═════ AVAILABLE DATA ═════
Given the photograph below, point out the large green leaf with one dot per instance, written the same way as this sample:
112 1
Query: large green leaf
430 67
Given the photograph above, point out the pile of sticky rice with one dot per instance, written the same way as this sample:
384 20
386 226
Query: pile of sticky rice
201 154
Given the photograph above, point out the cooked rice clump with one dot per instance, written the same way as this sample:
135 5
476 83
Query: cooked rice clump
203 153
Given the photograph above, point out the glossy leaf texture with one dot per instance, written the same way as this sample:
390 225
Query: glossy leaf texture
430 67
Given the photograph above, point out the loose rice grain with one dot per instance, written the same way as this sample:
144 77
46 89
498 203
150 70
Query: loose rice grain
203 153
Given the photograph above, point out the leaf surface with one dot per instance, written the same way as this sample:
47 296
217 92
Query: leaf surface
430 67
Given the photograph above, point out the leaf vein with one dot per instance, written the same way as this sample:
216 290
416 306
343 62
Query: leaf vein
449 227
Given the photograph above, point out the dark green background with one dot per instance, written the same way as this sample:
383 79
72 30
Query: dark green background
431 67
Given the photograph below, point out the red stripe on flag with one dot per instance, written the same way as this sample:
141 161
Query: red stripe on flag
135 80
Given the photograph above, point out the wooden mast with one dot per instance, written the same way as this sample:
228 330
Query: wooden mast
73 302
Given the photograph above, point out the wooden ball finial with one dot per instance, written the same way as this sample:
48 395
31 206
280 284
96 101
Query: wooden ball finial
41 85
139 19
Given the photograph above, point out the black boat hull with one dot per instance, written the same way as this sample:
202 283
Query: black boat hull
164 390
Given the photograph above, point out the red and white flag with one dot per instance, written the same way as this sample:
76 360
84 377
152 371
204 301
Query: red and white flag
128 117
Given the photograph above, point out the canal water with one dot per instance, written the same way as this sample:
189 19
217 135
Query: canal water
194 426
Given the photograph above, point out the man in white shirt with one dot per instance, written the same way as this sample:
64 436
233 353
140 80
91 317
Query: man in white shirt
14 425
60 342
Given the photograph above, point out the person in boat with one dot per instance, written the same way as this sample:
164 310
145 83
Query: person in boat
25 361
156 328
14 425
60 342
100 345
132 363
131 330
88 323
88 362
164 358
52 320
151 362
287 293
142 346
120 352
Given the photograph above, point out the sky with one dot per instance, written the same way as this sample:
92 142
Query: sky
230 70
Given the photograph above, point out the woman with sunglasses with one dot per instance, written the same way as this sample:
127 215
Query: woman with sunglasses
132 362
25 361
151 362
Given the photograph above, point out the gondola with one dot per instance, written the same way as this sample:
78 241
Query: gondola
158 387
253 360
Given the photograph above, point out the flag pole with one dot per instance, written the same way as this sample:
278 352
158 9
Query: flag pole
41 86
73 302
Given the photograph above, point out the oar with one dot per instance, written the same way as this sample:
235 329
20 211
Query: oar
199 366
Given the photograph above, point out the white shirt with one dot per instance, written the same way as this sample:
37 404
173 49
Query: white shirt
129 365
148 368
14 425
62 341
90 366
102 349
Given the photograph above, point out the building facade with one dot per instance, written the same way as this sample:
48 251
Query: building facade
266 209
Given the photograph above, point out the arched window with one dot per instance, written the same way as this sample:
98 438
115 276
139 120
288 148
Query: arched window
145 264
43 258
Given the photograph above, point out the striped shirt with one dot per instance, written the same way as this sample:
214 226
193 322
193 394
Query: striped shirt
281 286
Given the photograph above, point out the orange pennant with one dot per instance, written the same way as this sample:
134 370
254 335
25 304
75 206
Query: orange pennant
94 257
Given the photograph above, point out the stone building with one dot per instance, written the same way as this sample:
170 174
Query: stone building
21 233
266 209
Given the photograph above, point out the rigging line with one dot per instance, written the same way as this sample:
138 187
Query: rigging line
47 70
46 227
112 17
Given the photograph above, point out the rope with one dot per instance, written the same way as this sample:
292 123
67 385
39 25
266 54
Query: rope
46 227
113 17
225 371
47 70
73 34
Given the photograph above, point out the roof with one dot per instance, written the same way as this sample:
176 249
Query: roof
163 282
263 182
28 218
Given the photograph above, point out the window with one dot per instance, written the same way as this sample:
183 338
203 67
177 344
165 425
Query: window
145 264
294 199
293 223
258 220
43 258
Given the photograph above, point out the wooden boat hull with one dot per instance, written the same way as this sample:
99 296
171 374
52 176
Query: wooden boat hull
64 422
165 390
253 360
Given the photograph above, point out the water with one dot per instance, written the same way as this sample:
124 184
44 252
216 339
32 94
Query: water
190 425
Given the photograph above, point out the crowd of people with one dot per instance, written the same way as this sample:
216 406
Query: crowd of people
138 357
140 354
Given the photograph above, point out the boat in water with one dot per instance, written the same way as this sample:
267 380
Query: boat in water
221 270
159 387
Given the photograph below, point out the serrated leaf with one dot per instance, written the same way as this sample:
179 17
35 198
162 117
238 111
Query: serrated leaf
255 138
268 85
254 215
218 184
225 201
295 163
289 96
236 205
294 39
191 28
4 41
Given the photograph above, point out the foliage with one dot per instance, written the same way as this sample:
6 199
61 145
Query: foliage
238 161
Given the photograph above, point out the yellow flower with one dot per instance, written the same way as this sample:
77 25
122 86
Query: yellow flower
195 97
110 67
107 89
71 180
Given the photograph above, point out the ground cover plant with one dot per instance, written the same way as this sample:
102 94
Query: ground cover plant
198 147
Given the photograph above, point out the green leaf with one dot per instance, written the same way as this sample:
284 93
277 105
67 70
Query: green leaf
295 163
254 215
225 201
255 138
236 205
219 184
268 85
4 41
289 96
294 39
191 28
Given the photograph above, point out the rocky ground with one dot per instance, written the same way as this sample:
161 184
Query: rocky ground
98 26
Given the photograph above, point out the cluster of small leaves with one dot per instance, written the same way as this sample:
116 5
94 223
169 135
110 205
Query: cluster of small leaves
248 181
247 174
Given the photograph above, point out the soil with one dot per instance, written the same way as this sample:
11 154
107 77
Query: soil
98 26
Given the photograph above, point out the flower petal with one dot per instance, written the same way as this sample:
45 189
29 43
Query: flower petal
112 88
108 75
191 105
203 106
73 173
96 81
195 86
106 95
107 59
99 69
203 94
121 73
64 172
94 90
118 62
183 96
═════
### PROBLEM DESCRIPTION
Each entry shown above should be transcribed exactly as written.

### EXERCISE OUTPUT
Given the photograph below, point out the large green leaf with one dot per instance, written the same way as this sample:
112 1
Query: large green leaf
430 67
Given the photograph above, point out the pile of sticky rice with one dot per instance, written the same way as this sample:
384 20
386 226
Query: pile of sticky rice
201 154
Given the photograph above, point out the cooked rice clump with one dot per instance, written the same way as this sample:
135 5
476 83
Query: cooked rice clump
203 153
Given the photograph above, point out the glossy leaf texture with one dot per instance, written the same way as this sample:
390 225
Query: glossy leaf texture
430 67
Given the photograph above, point out the loose rice grain with one dot per instance, written the same way as this sample:
144 77
46 89
498 203
150 70
Query: loose rice grain
203 153
Given the photograph above, point out the leaf surface with one dot per instance, written the same way as this sample:
47 296
217 92
Query: leaf surface
430 67
Given the photograph above, point out the leaf vein with one dot per instance, written the same way as this sample:
216 290
416 306
343 62
Query: leaf vein
449 227
Given the photograph above, point out the dark green background with one dot per instance, written the same way as this sample:
383 79
72 30
Query: dark green background
431 67
Given the photograph below, point out the red stripe on flag with one dot per instance, written the same way as this sample:
141 161
Query: red stripe on flag
135 80
Given the photograph above, point out the wooden mast with one dot per instance, written the same way as this sample:
228 330
Query: wooden mast
73 302
Given the photograph above, point out the wooden ball finial with one dot per instance, written the same way as this sample:
48 395
31 206
280 284
96 101
Query: wooden ball finial
41 85
139 19
Given the photograph above, point out the black boat hull with one dot per instance, written the same way as this sample:
202 283
Query: black boat hull
164 390
Given the photograph above, point out the red and white flag with one dot per instance, written the same way as this sample:
76 360
84 377
152 371
204 301
Query: red and white flag
128 117
Given the photograph above, point out the canal water with one dot per instance, written the same way as this sample:
189 19
217 135
Query: canal water
194 426
Given the photograph above, point out the man in white shirt with one dot per instance, written the same way as this sample:
64 436
233 353
140 80
91 317
Query: man in white shirt
14 425
60 342
Given the photograph above, point out the person in boat with one dot per instance, written the same way as this sample:
164 310
145 83
Query: person in boat
25 361
156 328
14 425
60 342
100 345
132 363
131 330
88 323
88 362
164 358
52 320
151 362
287 293
142 346
120 352
Given the photograph above, point out the sky with one dot per instance, written the same way as this sample:
92 142
Query: sky
230 70
Given the photograph above, point out the woman with sunglasses with one dot per instance, written the same way as this sample:
127 215
Query: woman with sunglasses
132 362
25 361
151 362
Given the photograph above, point out the gondola with one dot per instance, written the same way as this sample:
78 241
Query: gondola
158 387
253 360
Given the photograph above, point out the flag pole with one dot per instance, written the same way as this sample:
278 352
158 9
Query: flag pole
41 86
73 302
Given the photograph above, point out the oar with one dot per instance, written the same way as this sample:
235 329
20 211
Query: oar
199 366
Given the photograph above, point out the white shirt with one dot per instance, written the same way as this sample:
37 404
173 49
Query: white shirt
129 365
148 368
14 425
62 341
90 366
102 349
Given the photograph above, point out the building facade with one dot per instance, written the same way as this sample:
48 251
Query: building facade
266 209
Given the photograph above, point out the arched window with one dot per instance, written the same way as this sample:
98 438
115 276
139 120
288 148
Query: arched window
145 264
43 258
Given the photograph above, point out the striped shirt with one dot per instance, written the same way as this sample:
214 226
193 322
193 394
Query: striped shirt
281 286
Given the photograph above, point out the orange pennant with one dot per instance, written the same way as this sample:
134 370
254 335
25 304
75 206
Query: orange pennant
94 257
Given the photograph above, point out the stone building with one dot per instance, written the same way as this sample:
170 174
Query: stone building
21 233
266 209
Given the photograph above, point out the rigging line with one dot per instance, written the same way as this sample:
138 187
Query: rigging line
47 70
46 227
112 17
Given the photograph above, point out the rope with one dot per instance, written the same way as this sample:
292 123
67 385
39 25
266 54
Query: rope
46 227
113 17
225 371
47 70
73 34
Given the photograph above, point out the roof with one dot per instance, written the same way as this sample:
176 249
Query: roof
163 282
263 182
28 218
Given the photograph above, point out the window with one dot per instance, written the same way as this sample:
183 338
203 67
177 344
165 425
Query: window
145 264
294 199
293 223
258 220
43 258
Given the photograph above, point out the wooden boat hull with one dot per instance, written the same way as this sample:
99 296
171 374
52 176
Query: wooden boat hull
64 422
165 390
253 360
Given the photograph above, point out the water with one dot per instance, written the same way as this sample:
124 184
44 252
216 339
32 94
Query: water
190 425
Given the photograph above, point out the crowd of people with one dot per instance, written the same way as this sample:
216 406
Query: crowd of people
138 357
140 354
Given the photograph above, point out the boat in water with one dot per instance, written the same way as this sample:
267 380
Query: boat in water
221 270
159 387
Given the photograph below, point out the serrated leaf with one dot per instance, written the same way as this sample:
179 17
35 198
162 117
238 111
Query: serrated leaf
255 138
268 85
254 215
218 184
225 201
295 163
289 96
236 205
294 39
191 28
4 41
Given the photograph above, point out the foliage with one dot per instance, written the same way as this sample:
6 199
61 145
Query: foliage
238 161
Given the photograph above, point out the yellow flower with one dot per instance, written the same way as this sample:
77 25
122 86
Query: yellow flower
195 97
110 67
107 89
71 180
Given the photograph above, point out the ground cover plant with one dot per instance, written the same way as this sample:
102 94
Query: ground cover plant
198 147
Given the photograph above, point out the green leaf with one dot per instance, written the same way as this sample:
284 93
277 105
67 70
Query: green leaf
295 163
254 215
225 201
255 138
236 205
219 184
268 85
4 41
289 96
294 39
191 28
Given the photograph above, point out the rocky ground with one dot per instance, written the same way as this sample:
161 184
Query: rocky ground
98 26
Given the photograph above, point out the cluster of small leaves with one dot per instance, written the same way as this sample:
116 5
94 223
169 135
110 205
Query: cluster of small leaves
248 181
247 174
Given the photograph above, point out the soil with one dot per instance, written the same way as this sample:
11 154
107 77
Query: soil
98 26
Given the photograph above, point out the flower petal with one dot per instance, written the same way as this sample:
45 189
29 43
Query: flower petal
112 88
108 75
191 105
203 106
73 173
96 81
195 86
106 95
107 59
99 69
203 94
121 73
64 172
94 90
118 62
183 96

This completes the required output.